WRITTEN REQUEST:
Return every record below exactly as written, omitting any pictures.

RECORDS FOR PROCESSING:
########################################

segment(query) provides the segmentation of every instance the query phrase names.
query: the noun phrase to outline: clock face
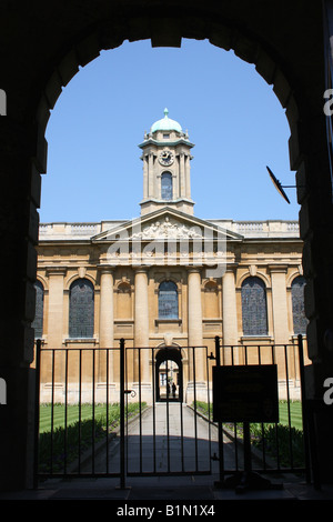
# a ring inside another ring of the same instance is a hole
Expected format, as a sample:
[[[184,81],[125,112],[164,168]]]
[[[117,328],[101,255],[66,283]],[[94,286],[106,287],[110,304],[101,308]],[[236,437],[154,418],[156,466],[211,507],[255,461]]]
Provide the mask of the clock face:
[[[170,150],[163,150],[160,153],[160,163],[162,165],[171,165],[173,163],[173,153]]]

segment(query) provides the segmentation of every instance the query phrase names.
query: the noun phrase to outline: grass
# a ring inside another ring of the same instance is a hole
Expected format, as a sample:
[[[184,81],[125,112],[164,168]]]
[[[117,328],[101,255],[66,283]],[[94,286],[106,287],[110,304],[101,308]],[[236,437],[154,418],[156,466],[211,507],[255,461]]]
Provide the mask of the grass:
[[[141,403],[143,409],[145,403]],[[139,412],[139,403],[127,405],[127,418]],[[40,406],[40,435],[39,435],[39,472],[54,473],[64,471],[95,442],[107,440],[120,423],[120,404],[109,405],[107,419],[107,404],[82,404],[81,413],[78,405],[50,404]]]

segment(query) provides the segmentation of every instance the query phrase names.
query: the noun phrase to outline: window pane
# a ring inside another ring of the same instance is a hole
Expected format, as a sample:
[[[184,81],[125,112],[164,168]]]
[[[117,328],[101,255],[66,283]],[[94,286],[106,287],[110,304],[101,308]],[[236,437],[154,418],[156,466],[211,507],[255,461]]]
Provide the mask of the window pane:
[[[34,339],[40,339],[43,334],[43,310],[44,310],[44,289],[40,281],[34,283],[36,290],[36,312],[31,327],[34,328]]]
[[[87,279],[78,279],[70,288],[69,335],[93,337],[93,285]]]
[[[159,289],[159,318],[178,319],[178,290],[172,281],[163,281]]]
[[[307,319],[304,312],[305,280],[301,275],[292,282],[293,325],[294,334],[306,333]]]
[[[259,278],[248,278],[242,284],[242,315],[244,335],[268,333],[266,289]]]
[[[163,172],[161,177],[161,197],[162,200],[172,199],[172,175],[170,172]]]

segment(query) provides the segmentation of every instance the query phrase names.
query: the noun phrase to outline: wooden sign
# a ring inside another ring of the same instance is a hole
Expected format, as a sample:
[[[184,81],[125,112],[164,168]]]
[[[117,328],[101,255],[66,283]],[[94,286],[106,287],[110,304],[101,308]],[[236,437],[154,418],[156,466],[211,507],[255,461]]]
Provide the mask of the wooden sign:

########################################

ANSWER FOR THE TASK:
segment(query) provides the segmentation of every instance the query phrase names.
query: the noun phrase to outline: clock face
# a ring inside another ring of the same instance is a hole
Expected format, as a sample:
[[[184,81],[125,112],[164,168]]]
[[[117,328],[101,255],[66,283]],[[94,286],[106,287],[110,304],[101,308]],[[236,437],[154,418],[156,466],[211,507],[255,461]]]
Provide the mask of the clock face:
[[[170,150],[163,150],[160,153],[160,163],[162,165],[171,165],[173,163],[173,153]]]

segment(query) provides the segmentation of every instance the query phrase names.
query: the noun phrase to outline: grass
# a ring inside another ring of the same instance is a hole
Expected format, as a sample:
[[[184,81],[125,112],[164,168]]]
[[[117,328],[101,255],[66,283]],[[94,286],[106,287],[110,304],[101,308]],[[236,437],[154,418],[156,466],[211,507],[255,461]]]
Provide the mask of the grass:
[[[141,403],[143,409],[145,403]],[[139,412],[139,403],[127,405],[127,418]],[[40,406],[40,435],[39,435],[39,472],[54,473],[64,471],[95,442],[107,440],[120,423],[120,404],[109,405],[107,419],[107,404],[82,404],[81,413],[78,405],[50,404]]]

segment(query) provides the segmentation of every instance the query phrase names.
query: the noun phrase to outline: window pane
# a ring inside another ring of the same instance is a hole
Expected format, as a sample:
[[[184,81],[125,112],[164,168]]]
[[[117,328],[101,255],[66,283]],[[94,286],[106,287],[110,304],[101,308]],[[236,437],[154,418],[156,466],[211,507],[255,461]]]
Provide the mask of the window pane:
[[[34,339],[40,339],[43,334],[43,310],[44,310],[44,289],[40,281],[34,283],[36,290],[36,312],[31,327],[34,328]]]
[[[87,279],[78,279],[70,288],[69,335],[93,337],[93,285]]]
[[[159,289],[159,318],[178,319],[178,290],[172,281],[163,281]]]
[[[307,319],[304,312],[305,280],[301,275],[292,282],[293,325],[294,334],[306,333]]]
[[[259,278],[248,278],[242,284],[242,315],[244,335],[268,333],[266,289]]]
[[[163,172],[161,177],[161,197],[162,200],[172,199],[172,175],[170,172]]]

segment(query) provides the segmentation of every instance the query phrase names.
query: the noun phrase to outline: wooden sign
# a ring inside another ring of the same instance is a hole
Expected format, as a sample:
[[[184,81],[125,112],[164,168]]]
[[[117,328],[101,255],[66,283]],[[94,286],[106,287],[110,304],[101,308]],[[236,437],[154,418],[156,466],[211,507],[255,461]]]
Provide the mask of the wooden sign:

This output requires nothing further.